Task> Reproduce every one of the entries below word for word, leaving out the pictures.

....

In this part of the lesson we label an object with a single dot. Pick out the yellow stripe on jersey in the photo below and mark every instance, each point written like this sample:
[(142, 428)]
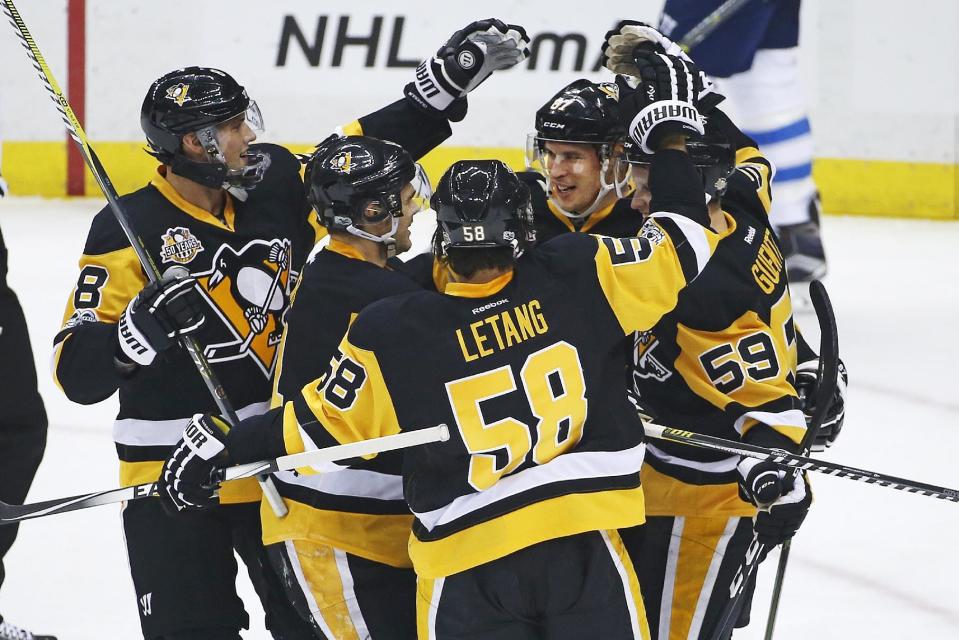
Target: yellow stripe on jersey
[(353, 404), (385, 537), (642, 279), (233, 492), (554, 518), (106, 284), (667, 496)]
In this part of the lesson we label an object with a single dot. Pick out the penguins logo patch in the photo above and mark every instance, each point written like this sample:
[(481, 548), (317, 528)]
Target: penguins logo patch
[(179, 246), (645, 364), (250, 290), (179, 93), (342, 162)]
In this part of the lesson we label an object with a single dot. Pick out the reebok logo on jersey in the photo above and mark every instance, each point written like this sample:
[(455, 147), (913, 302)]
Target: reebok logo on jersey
[(489, 306), (179, 246)]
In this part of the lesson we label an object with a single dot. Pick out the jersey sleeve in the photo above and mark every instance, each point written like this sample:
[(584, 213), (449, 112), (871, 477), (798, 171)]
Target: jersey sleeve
[(83, 351), (349, 403), (750, 184), (404, 124), (641, 277)]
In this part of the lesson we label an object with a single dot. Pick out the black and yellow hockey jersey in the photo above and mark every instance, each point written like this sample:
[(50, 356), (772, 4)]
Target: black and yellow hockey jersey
[(617, 220), (723, 361), (246, 264), (543, 442), (360, 510)]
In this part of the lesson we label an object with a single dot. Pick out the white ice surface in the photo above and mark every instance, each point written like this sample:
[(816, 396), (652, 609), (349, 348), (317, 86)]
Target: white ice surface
[(869, 562)]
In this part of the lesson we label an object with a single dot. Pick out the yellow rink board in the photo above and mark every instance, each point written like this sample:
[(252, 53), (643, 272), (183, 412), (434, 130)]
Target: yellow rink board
[(848, 186)]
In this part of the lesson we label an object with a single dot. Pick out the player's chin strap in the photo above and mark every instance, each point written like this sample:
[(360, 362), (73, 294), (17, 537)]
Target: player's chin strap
[(604, 189), (388, 239)]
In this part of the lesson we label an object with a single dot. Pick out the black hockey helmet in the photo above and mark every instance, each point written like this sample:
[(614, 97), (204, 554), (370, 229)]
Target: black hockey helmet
[(482, 204), (196, 100), (713, 156), (583, 112), (357, 180)]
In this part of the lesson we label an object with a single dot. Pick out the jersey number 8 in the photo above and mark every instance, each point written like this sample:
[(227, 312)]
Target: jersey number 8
[(552, 379)]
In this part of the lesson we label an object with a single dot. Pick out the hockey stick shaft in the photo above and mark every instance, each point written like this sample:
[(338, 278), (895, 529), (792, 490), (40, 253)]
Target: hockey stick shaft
[(146, 260), (829, 378), (10, 514)]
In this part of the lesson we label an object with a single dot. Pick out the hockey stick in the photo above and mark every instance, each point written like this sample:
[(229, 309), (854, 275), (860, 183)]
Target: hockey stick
[(828, 376), (10, 513), (710, 23), (146, 260)]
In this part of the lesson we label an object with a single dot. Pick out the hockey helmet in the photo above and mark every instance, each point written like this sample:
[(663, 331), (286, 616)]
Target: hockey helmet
[(583, 112), (197, 100), (482, 204), (354, 181)]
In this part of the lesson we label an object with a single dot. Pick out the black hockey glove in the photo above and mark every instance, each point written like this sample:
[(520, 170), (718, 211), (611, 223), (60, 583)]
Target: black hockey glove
[(807, 385), (158, 315), (664, 103), (470, 56), (630, 38), (783, 499), (185, 482)]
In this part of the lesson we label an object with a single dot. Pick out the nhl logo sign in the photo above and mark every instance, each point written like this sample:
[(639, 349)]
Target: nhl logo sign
[(179, 246)]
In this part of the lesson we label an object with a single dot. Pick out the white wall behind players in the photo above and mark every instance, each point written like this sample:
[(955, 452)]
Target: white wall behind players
[(880, 74)]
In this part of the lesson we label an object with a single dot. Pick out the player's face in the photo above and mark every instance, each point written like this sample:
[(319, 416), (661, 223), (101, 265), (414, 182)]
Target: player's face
[(234, 137), (641, 196), (574, 170)]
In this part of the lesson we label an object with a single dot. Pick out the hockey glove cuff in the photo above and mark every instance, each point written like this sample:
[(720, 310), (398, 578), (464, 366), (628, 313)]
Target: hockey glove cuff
[(807, 386), (158, 315), (468, 58), (185, 482)]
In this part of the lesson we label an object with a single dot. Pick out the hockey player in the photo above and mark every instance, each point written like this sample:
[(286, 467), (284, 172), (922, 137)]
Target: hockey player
[(23, 421), (723, 362), (345, 538), (754, 53), (544, 454), (577, 149), (236, 218)]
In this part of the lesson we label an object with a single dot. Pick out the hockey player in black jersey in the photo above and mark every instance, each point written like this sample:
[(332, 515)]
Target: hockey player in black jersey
[(234, 216), (345, 537), (513, 535), (723, 362), (577, 149)]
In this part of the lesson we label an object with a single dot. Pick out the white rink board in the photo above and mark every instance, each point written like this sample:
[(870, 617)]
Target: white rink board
[(879, 79), (869, 562)]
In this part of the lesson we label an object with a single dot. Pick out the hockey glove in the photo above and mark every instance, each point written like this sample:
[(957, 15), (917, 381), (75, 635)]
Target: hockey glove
[(630, 38), (158, 315), (185, 482), (664, 103), (807, 385), (783, 499), (470, 56)]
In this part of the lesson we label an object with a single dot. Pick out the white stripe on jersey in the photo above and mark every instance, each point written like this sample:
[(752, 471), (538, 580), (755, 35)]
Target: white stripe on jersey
[(695, 234), (791, 418), (357, 483), (569, 466), (135, 432)]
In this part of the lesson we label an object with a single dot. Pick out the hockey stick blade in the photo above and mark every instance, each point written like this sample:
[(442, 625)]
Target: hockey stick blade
[(12, 513), (785, 459)]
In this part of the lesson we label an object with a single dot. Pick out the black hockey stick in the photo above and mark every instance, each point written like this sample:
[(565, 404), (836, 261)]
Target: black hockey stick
[(828, 375), (149, 266), (11, 513), (710, 23), (829, 378)]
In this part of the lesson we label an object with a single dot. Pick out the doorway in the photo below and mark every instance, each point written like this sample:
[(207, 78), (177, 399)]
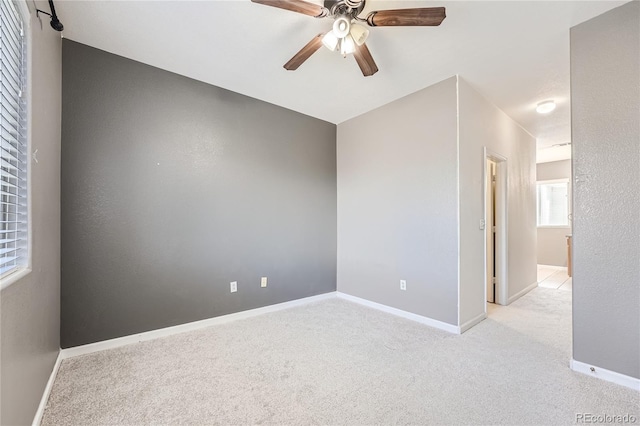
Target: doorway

....

Correct answer>
In this part of the lesson we label an object with a single dot. Pick out the yellow stripe on jersey in the photo below and mark every instance, each point written like this sample:
[(142, 428)]
Target: yellow stripe on jersey
[(353, 404), (385, 537), (642, 279), (233, 492), (554, 518), (106, 284), (667, 496)]
In this part of the lesson we label an object with a single dot. Pick out the penguins logo patch in the photo above and mark every instance, each point written like this sample:
[(481, 548), (317, 528)]
Target: penguins logo patch
[(179, 246), (645, 364), (250, 290), (179, 93), (342, 162)]
In this part of the lesson we label an object with a single dot. Pick out the reebok logo on jersey in the photo above and mark every instance, each point written like this sample:
[(455, 147), (913, 302)]
Target: reebok logo on jersey
[(489, 306), (179, 246)]
In this part of the lesson we label an object with a single dot. Pick out the jersey sleeve in the photo above and mark every instance, each point written like this sample:
[(584, 213), (449, 112), (871, 477), (798, 171)]
Target: jersey sleeve
[(83, 351), (349, 403), (750, 184), (404, 124), (641, 277)]
In this part of the lesson we label an object with a single dot. Pick out the black and yellow hockey jersey in the photo above and mark every instance, each point written like this sample:
[(50, 356), (772, 4)]
Target: black and yellow hockey jersey
[(617, 220), (723, 361), (246, 264), (543, 442), (360, 510)]
In this part of the lesson we label an object with a single dot. Pick out the white ice surface in the photo above and mark every instance, each point written like this sample:
[(816, 396), (652, 609), (349, 348), (317, 86)]
Target: white ice surface
[(869, 562)]
In this part of the lesson we label an object with a single dot. Pick out the yellow rink board in the photo above and mark every instance, each point written like this sample:
[(252, 53), (643, 272), (183, 412), (434, 130)]
Target: yellow rink board
[(848, 186)]
In this part of the lesson we label an object with a single dot. Pick out the player's chin strap in the photo above and mark every instance, each point written like this sample:
[(360, 362), (73, 294), (17, 537)]
Target: player's chin strap
[(604, 189), (388, 239)]
In this part of the lesson we label an object with a single dot. Pick out the black hockey helmet in the photo above and mark every instance, each point written like this sample:
[(614, 97), (204, 554), (370, 229)]
Target: black hockey helmet
[(482, 204), (196, 100), (713, 156), (583, 112), (357, 180)]
In this part of the lesson we label an object with a single dot. Pick out the jersey number 8 in the photo above and mark every instance, each point written like this sample:
[(227, 312)]
Target: jersey number 8
[(552, 379)]
In this part of the lesson we label an object with a single dot. Pick out the hockey stick shaft in the photo above and mark every instance, each point written like this sample:
[(338, 278), (895, 529), (792, 490), (40, 253)]
Target: hockey stick shaft
[(146, 260), (829, 378), (10, 514)]
In this part of the lesson we label an object with a single dot. Pick out the hockey stick in the photo above and mark every instance, each point written like this sample:
[(229, 309), (854, 275), (860, 183)]
Target: hockey stick
[(828, 376), (10, 513), (710, 23), (146, 260)]
In this part of the lesson we label an object with a single dot. Pick out the hockey helmet in the photo above and mark every instance, each point written like this sample:
[(663, 331), (286, 616)]
Target: hockey helmet
[(583, 112), (197, 100), (482, 204), (354, 181)]
In this part of the lesson we label an object with a single dot. Pick out the black hockey glove in the photo above and mark every instance, each point written like this sample:
[(520, 170), (718, 211), (611, 223), (60, 583)]
Target: black hockey glove
[(807, 385), (158, 315), (664, 103), (470, 56), (630, 38), (783, 499), (185, 482)]
In this part of the lesson we label an object with a single dot. Pick out the nhl logo sign in the photo above and mark every instance, each point written like this sample:
[(639, 349)]
Target: nhl logo sign
[(179, 246)]
In this part of the lesson we label an object with a single dot. Pick out the white wall behind players in the photo above and mark every instance, each point written like this sample:
[(955, 452)]
Target: white wall behind players
[(880, 74)]
In this part of the lesson we label an object with a single dot. Pick out the player's face in the photo above and mark every instance, each point written like this sample:
[(319, 416), (661, 223), (101, 265), (414, 182)]
Target: player's face
[(234, 137), (641, 196), (574, 170)]
In this part of the lesson we label an object with a single dot. Pick out the hockey glove cuff in the photo above and mark every instance, each point written like this sample:
[(720, 310), (398, 578), (464, 366), (628, 313)]
Target: hockey glove cuff
[(807, 386), (158, 315), (468, 58), (185, 482)]
In this part of the lesson we label an object with a single dot. Pick out the hockey player in the photo above and mark every instance, each point written like this sample:
[(286, 467), (284, 172), (922, 137)]
Target: hockey player
[(23, 421), (723, 362), (345, 538), (754, 53), (544, 454), (577, 149), (236, 218)]
In this part of the lesson we label an object with a single dot. Pick out the hockey player in black jersey in the photo above and mark every instance, each point written like this sample:
[(332, 515)]
Target: hockey player in black jersey
[(234, 216), (345, 537), (513, 535), (723, 362), (577, 149)]
In this part of the lesson we label an object with a single dot. Pick out the white rink board in the photo above and mark every instance, each point written like this sample:
[(870, 617)]
Target: white rink board
[(879, 79), (869, 562)]
In this part of the lesson we label an object with a single dot. Pick out the hockey glove in the photo above and mark every instance, each point written like this sample:
[(957, 15), (917, 381), (75, 635)]
Target: hockey glove
[(630, 38), (158, 315), (185, 482), (664, 103), (807, 385), (783, 499), (470, 56)]
In this part of the lesson we label an object with a single dot. Pick out the white stripe on jersey in the photo above and mark every instance, each point written like this sample:
[(752, 471), (538, 580), (755, 35)]
Target: white stripe on jersey
[(695, 234), (791, 418), (357, 483), (569, 466), (135, 432)]
In this part of the lesson we label an object with a single dot. Pick out the hockey stick blade in the photo above and mark every instance, each point written like this sample:
[(442, 625)]
Target: hockey stick blade
[(12, 513), (785, 459)]
In this part of the lesson we label an object with a single dot. Pick out the black hockey stick in the photo above and mark every instance, each point written like this sample:
[(565, 404), (836, 261)]
Target: black hockey stick
[(828, 375), (149, 266), (11, 513), (710, 23), (829, 378)]
In this part of the lesson we label an object with a single dot. Pick out the doorway in the photo below and mark every instance, each point written like this sample:
[(207, 78), (177, 399)]
Target: doorway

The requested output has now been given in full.